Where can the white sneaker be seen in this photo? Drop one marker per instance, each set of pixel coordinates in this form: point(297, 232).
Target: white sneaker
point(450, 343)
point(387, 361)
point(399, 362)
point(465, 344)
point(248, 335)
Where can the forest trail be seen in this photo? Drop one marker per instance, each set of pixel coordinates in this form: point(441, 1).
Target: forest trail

++++++++

*Your objective*
Can you rewrite all of the data above with "marker" replaced by "pin" wherever it occurs, leaving everything else unchanged?

*Written response*
Where can the white sneaker be seen in this photo? Drop one pin per instance, each set of pixel coordinates in this form: point(297, 232).
Target: white sneaker
point(450, 343)
point(387, 361)
point(399, 362)
point(465, 344)
point(248, 335)
Where can the forest trail be seen in this photo? Drop one pin per instance, each set of pixel coordinates in this form: point(441, 1).
Target: forest trail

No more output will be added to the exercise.